Entries from a dataset:

══════

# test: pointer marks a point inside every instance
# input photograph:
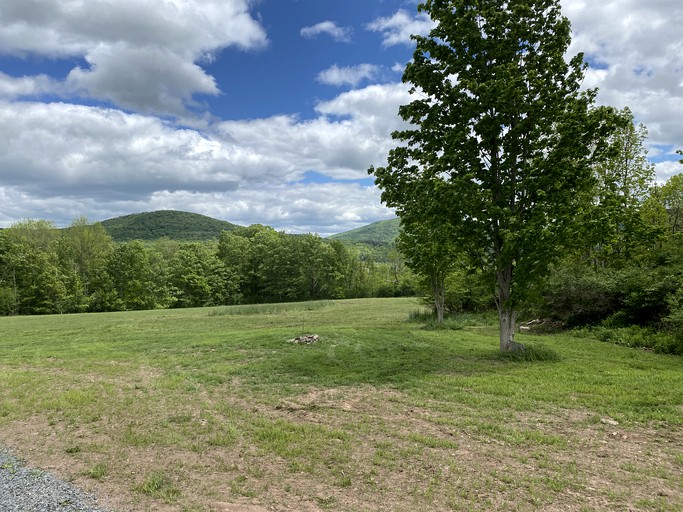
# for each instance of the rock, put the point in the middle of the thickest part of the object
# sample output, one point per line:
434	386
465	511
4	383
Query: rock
305	339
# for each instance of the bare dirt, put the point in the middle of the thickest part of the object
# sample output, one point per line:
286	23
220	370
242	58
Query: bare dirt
411	456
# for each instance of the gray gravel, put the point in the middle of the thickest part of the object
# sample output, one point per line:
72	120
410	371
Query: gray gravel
24	489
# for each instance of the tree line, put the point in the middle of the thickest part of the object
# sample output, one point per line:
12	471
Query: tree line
45	270
508	178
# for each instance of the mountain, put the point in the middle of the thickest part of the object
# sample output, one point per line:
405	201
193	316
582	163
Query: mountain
176	225
374	241
383	231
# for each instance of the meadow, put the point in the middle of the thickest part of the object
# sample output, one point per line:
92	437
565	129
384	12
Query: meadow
214	410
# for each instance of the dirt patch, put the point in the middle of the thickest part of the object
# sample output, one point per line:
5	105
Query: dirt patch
369	449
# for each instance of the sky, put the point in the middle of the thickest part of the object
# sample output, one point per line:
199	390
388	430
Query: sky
258	111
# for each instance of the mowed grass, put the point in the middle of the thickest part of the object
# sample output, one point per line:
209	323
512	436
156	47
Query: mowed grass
206	409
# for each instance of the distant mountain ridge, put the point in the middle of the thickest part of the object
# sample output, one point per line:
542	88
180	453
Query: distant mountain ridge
173	224
383	231
194	227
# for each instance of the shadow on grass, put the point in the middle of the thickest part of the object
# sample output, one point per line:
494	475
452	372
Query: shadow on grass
339	362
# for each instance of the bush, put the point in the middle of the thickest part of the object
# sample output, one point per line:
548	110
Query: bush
577	295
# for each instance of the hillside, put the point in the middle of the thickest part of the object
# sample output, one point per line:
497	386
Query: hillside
374	241
176	225
383	231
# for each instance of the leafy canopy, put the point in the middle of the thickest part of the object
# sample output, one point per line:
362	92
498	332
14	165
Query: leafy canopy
500	136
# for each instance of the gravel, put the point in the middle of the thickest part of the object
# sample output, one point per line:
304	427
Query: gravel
24	489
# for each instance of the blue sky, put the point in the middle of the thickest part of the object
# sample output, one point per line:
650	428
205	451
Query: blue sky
263	111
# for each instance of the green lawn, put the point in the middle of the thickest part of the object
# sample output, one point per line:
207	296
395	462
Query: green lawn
198	409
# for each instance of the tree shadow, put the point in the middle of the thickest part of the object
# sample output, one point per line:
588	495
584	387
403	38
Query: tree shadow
345	362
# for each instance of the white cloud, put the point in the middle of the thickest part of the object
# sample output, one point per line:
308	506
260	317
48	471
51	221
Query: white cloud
12	87
636	51
64	160
340	34
141	54
665	170
349	75
398	28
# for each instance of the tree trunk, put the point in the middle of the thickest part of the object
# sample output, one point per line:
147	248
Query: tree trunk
506	313
439	291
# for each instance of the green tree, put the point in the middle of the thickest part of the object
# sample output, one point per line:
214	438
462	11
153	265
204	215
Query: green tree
430	253
34	281
499	120
138	278
85	248
617	221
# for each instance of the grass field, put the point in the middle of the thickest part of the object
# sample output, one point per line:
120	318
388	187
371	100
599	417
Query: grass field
212	409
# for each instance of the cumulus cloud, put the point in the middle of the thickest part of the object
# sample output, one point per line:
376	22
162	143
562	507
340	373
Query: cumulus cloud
13	87
636	53
348	75
140	55
398	28
64	160
340	34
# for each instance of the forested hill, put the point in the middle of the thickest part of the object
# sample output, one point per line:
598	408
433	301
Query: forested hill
383	231
373	241
176	225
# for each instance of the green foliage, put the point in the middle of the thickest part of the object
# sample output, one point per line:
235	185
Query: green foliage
499	153
176	225
383	231
46	270
378	400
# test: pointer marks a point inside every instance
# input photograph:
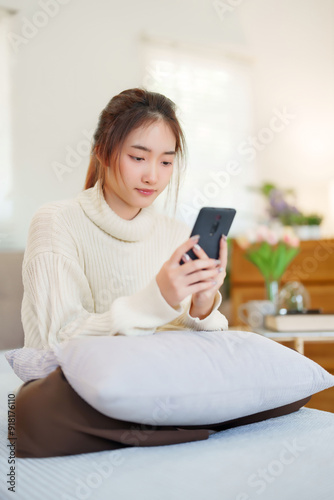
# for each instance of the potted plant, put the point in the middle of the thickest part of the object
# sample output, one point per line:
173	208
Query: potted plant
271	251
281	208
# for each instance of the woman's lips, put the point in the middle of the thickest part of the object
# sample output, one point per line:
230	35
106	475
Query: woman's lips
145	192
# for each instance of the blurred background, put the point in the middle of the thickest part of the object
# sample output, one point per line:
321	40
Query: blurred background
253	81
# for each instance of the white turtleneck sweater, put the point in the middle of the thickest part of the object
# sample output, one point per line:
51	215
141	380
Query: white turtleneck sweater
87	271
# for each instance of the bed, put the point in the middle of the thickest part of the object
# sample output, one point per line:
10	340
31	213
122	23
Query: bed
288	457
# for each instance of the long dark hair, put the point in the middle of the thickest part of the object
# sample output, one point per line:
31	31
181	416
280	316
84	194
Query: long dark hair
123	113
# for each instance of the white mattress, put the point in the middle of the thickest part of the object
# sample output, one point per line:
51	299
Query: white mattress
289	457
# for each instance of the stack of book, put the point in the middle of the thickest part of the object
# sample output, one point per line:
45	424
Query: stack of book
302	322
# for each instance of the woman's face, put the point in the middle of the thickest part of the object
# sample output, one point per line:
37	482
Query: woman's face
146	163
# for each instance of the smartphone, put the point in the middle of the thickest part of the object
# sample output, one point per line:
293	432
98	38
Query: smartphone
210	224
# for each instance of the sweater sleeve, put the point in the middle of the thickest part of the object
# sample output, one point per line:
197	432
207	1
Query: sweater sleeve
58	304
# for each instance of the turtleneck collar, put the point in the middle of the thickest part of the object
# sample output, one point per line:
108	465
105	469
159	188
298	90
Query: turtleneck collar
97	209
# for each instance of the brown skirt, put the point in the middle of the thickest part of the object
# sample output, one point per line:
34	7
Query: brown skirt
53	420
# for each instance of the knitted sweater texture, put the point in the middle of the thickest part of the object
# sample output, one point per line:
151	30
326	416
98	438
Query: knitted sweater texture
87	271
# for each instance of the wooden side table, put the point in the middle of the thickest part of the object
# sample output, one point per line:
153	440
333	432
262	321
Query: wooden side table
297	338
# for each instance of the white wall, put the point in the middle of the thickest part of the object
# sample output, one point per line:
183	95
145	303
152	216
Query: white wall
88	51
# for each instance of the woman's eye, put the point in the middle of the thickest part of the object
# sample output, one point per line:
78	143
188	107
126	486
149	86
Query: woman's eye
137	158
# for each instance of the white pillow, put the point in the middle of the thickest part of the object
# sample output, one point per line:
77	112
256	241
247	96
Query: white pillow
29	363
187	377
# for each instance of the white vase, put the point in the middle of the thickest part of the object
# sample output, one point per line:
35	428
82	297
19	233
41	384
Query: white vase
308	232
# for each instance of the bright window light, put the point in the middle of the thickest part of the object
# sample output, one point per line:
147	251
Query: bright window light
214	97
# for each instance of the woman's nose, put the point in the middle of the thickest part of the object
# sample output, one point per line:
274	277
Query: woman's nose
150	173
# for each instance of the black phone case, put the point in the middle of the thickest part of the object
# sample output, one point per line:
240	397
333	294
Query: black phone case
210	224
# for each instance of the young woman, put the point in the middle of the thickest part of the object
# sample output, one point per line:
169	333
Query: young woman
107	263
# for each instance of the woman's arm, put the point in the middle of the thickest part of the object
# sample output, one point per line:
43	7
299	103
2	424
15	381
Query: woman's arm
58	304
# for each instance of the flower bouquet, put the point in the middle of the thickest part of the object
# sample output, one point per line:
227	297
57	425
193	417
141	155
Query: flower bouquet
271	251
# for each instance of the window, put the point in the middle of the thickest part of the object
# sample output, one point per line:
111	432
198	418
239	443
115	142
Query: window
213	94
6	203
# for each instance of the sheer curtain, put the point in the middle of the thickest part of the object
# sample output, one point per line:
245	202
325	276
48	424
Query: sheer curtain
213	93
6	204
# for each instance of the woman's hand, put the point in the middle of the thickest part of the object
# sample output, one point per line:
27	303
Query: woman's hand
202	302
200	278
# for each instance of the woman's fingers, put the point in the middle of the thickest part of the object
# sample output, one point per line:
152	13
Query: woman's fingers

══════

Problem description:
Give exactly the lines from the one with "# for each instance of the flower" to the end of the entries, nothing before them.

Final answer:
# for each instance of the flower bouquet, put the point in the middle of the thickest part of the object
# sample output, one point per line:
227	297
57	425
193	417
141	155
Query: flower bouquet
271	251
# for each instance of the window, put the point in the middle of the thickest part of the object
# sample output, one point per line:
111	432
198	418
239	443
115	142
Query: window
213	94
6	203
# for each instance of the sheer curtain, put the point in the middle of the thickest part of the object
# sample output, one point per line:
245	202
325	276
48	424
Query: sheer curtain
213	93
6	204
# for each instance of the woman's hand, put the point in the middle of the thickest part of the object
# sample output, one point per line:
27	303
Query: woman's hand
202	302
200	278
# for each instance of the woman's fingers, put the point in the middle of the thickest part of the object
# sample output, one point per line:
152	13
Query: woman's fingers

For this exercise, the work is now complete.